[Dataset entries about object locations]
____________________

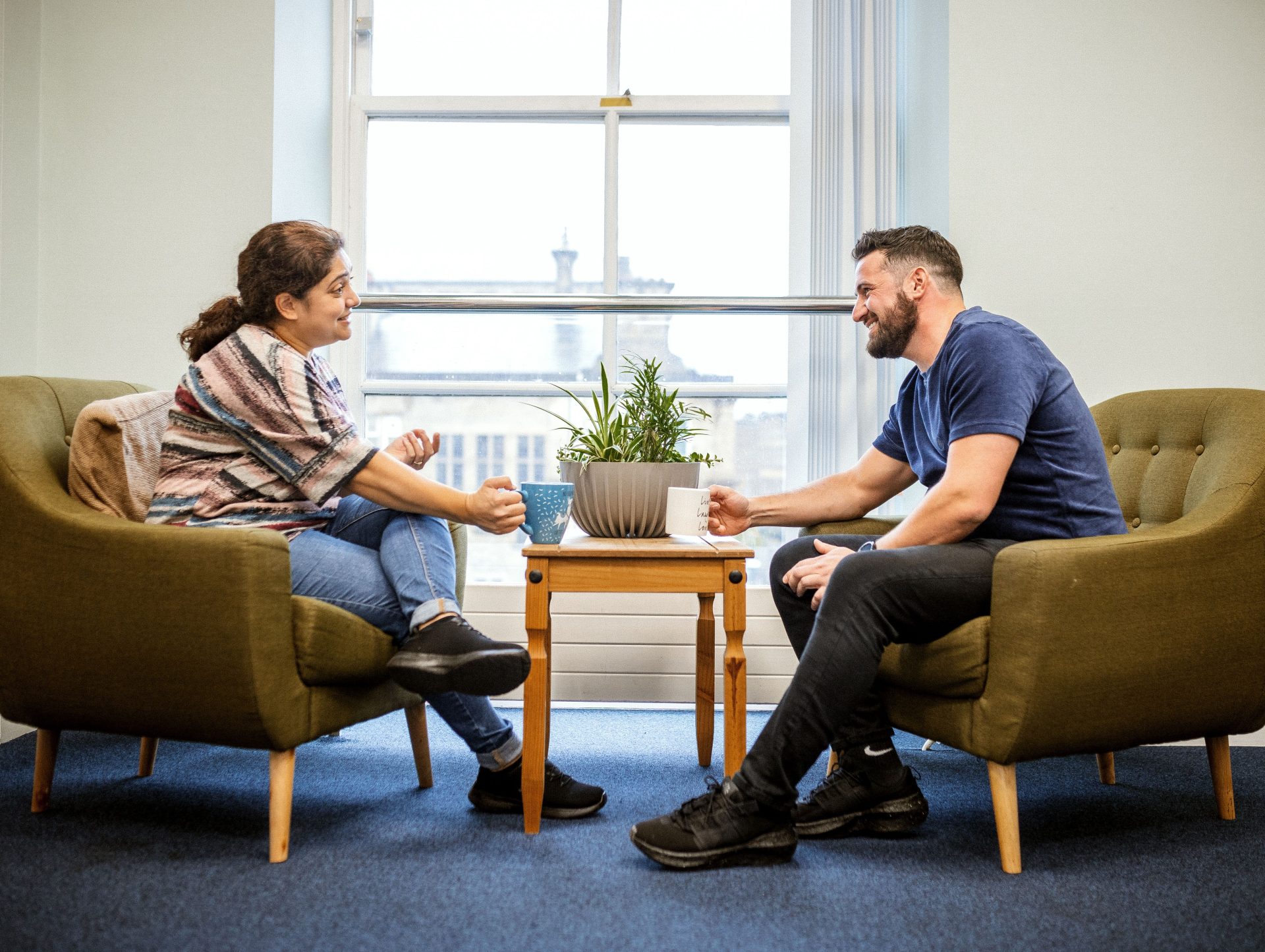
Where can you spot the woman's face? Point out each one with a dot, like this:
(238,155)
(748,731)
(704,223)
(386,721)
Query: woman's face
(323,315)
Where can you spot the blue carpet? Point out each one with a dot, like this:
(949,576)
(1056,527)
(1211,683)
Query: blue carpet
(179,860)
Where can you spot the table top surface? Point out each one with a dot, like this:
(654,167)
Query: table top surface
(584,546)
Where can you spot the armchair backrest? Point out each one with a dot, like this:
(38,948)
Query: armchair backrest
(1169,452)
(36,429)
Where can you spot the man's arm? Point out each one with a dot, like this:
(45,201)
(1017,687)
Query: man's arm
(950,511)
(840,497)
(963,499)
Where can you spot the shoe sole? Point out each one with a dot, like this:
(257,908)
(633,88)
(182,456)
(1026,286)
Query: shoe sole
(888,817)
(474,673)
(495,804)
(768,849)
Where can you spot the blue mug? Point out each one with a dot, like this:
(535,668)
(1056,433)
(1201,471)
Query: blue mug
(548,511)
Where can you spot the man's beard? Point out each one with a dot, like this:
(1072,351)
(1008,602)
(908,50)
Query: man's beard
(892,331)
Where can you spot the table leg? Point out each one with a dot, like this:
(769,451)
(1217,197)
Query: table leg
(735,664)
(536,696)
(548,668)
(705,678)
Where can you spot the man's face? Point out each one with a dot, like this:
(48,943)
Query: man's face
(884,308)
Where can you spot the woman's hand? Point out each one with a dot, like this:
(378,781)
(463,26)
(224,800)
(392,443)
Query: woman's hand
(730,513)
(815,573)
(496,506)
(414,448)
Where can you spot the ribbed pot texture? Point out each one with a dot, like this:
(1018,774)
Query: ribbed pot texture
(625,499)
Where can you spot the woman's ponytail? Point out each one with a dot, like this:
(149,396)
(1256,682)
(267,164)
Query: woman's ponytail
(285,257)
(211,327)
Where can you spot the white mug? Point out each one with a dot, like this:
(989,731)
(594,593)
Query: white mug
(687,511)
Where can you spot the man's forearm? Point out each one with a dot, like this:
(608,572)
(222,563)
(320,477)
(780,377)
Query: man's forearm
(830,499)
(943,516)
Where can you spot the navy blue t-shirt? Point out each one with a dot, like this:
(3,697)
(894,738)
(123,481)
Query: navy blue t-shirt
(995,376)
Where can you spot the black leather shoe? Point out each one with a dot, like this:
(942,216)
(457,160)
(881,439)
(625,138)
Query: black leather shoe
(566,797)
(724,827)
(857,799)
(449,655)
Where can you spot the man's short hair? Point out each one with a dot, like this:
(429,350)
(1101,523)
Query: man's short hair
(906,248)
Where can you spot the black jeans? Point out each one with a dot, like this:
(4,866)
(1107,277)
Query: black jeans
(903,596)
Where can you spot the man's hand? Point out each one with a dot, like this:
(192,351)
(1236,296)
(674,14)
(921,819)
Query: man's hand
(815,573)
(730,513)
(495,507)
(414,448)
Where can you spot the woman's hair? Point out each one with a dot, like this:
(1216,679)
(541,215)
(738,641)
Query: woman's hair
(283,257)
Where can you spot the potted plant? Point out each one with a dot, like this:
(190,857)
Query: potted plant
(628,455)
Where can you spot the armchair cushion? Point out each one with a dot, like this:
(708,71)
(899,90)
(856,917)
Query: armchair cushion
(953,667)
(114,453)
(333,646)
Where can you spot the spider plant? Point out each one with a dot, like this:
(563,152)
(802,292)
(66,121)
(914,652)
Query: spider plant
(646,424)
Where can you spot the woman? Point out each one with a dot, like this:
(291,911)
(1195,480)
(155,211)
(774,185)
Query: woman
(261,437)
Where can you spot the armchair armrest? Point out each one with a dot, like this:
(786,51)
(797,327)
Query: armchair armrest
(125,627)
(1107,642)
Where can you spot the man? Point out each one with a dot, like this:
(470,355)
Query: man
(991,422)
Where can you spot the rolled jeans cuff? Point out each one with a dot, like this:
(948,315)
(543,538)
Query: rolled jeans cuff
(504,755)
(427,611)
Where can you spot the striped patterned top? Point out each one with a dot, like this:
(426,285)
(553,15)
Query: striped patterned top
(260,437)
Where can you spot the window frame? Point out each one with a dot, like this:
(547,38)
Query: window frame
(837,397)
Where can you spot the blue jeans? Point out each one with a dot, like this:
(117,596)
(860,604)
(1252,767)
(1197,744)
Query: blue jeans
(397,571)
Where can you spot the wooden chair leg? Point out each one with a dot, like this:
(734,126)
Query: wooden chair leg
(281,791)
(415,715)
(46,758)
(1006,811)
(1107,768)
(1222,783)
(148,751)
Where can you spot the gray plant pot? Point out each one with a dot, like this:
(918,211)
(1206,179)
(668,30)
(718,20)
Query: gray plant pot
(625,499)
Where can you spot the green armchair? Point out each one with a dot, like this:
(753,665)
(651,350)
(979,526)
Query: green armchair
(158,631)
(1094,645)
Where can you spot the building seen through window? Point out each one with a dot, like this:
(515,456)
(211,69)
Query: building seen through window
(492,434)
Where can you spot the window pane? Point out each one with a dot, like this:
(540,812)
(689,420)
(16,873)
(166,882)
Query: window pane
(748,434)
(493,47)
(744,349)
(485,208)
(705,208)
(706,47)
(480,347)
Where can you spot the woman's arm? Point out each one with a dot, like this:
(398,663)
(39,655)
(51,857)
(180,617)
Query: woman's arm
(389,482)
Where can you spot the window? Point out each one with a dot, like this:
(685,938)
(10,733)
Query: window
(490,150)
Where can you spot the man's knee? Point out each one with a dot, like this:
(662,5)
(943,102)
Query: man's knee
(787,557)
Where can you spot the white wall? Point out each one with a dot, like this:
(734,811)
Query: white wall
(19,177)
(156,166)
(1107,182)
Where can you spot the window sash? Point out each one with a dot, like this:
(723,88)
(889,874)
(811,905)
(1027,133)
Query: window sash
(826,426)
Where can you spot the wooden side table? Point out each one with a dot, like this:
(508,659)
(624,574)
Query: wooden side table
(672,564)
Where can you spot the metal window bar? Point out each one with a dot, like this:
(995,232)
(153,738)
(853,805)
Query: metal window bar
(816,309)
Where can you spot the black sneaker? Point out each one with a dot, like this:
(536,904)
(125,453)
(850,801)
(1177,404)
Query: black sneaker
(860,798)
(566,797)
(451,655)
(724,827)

____________________

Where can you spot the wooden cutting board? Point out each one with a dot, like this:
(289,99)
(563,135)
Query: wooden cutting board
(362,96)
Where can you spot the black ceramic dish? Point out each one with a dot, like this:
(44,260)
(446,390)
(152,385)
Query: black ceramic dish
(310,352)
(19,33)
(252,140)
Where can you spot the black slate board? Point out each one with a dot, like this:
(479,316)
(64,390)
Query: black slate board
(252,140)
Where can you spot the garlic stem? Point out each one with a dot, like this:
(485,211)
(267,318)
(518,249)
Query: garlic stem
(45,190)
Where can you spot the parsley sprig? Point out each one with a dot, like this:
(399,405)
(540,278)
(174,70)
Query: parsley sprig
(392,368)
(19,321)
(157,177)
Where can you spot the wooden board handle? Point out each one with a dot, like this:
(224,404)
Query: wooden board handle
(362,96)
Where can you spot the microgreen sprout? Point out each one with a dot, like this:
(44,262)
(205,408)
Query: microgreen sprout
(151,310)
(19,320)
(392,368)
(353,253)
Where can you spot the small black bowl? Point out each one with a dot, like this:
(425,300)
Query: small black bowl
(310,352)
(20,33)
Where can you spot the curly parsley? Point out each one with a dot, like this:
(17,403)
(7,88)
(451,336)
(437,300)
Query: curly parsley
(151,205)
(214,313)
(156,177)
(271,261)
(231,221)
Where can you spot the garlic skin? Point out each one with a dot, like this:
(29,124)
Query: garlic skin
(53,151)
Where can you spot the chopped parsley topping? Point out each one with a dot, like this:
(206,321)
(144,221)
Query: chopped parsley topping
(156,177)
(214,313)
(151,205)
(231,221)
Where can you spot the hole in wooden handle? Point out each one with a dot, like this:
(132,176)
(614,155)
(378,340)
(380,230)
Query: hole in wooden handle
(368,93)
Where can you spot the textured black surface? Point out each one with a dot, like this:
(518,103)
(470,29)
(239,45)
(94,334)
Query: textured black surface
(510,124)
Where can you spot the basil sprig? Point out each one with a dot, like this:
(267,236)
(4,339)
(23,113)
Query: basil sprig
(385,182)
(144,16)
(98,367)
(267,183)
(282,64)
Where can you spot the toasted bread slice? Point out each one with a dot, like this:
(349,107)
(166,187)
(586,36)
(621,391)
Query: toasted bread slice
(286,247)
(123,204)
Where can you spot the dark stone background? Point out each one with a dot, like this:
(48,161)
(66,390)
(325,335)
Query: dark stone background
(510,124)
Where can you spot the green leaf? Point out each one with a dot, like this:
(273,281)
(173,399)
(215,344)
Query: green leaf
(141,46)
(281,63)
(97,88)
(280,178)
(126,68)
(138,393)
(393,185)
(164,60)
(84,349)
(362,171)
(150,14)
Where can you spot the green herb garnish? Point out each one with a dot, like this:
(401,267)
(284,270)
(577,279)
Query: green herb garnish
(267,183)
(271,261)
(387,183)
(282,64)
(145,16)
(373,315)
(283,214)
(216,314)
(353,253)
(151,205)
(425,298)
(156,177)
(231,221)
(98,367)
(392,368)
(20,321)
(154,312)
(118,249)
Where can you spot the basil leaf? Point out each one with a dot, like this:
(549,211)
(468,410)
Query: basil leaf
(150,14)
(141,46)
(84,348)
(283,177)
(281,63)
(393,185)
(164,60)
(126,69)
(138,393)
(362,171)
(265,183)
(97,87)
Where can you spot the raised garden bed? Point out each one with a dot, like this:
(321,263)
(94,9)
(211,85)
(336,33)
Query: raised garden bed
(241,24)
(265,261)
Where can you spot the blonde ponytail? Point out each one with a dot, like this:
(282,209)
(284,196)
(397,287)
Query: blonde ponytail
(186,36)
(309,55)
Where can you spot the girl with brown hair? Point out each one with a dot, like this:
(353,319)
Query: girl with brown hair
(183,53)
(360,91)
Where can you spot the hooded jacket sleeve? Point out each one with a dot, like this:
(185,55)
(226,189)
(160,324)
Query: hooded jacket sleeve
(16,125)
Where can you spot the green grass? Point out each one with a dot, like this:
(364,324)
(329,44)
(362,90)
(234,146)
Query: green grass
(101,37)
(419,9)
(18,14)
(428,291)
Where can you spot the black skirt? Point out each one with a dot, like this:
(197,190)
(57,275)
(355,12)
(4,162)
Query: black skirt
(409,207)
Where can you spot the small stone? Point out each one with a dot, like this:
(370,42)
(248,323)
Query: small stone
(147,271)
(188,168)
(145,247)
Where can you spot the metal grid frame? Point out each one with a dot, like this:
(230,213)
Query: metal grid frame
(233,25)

____________________

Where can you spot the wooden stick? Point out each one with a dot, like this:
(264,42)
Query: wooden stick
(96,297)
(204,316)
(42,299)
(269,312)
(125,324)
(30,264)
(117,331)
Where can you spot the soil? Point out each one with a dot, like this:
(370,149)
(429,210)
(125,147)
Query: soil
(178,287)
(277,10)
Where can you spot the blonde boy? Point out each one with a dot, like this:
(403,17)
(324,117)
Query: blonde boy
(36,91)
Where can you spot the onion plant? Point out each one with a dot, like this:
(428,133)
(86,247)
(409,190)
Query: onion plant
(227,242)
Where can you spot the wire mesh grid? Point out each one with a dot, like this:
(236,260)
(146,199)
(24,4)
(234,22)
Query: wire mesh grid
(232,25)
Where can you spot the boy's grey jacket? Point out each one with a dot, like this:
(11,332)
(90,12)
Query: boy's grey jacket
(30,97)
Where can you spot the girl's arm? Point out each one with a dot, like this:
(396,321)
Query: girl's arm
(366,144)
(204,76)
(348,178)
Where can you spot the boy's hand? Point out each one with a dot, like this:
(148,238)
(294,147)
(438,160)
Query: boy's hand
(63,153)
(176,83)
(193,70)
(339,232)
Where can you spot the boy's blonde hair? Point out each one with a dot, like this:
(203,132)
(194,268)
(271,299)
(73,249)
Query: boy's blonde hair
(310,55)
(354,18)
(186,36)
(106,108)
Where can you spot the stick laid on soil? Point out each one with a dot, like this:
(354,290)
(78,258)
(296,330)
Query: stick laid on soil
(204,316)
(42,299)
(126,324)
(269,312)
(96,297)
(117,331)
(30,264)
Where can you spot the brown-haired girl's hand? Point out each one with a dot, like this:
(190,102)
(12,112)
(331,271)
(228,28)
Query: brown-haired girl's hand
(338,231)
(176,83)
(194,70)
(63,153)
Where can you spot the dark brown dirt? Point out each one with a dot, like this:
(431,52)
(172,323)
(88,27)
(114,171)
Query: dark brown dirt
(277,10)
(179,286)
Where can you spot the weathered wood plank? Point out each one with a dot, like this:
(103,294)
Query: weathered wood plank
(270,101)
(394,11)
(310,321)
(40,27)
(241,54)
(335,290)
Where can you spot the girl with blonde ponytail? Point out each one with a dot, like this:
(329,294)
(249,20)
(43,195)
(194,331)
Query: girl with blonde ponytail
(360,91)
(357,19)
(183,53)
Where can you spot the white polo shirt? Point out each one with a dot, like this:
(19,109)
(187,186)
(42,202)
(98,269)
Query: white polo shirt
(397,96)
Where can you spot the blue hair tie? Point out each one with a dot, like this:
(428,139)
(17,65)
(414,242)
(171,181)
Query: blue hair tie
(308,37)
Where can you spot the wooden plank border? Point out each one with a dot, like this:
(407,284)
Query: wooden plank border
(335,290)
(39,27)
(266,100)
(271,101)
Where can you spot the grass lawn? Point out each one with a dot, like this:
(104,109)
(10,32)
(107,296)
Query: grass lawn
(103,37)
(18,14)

____________________

PROBLEM DETAILS
Count how many lines of the entries above contain the string "potted", treating uppercase and lowercase letters as different, and reply with the number alone.

WRITTEN RESPONSE
2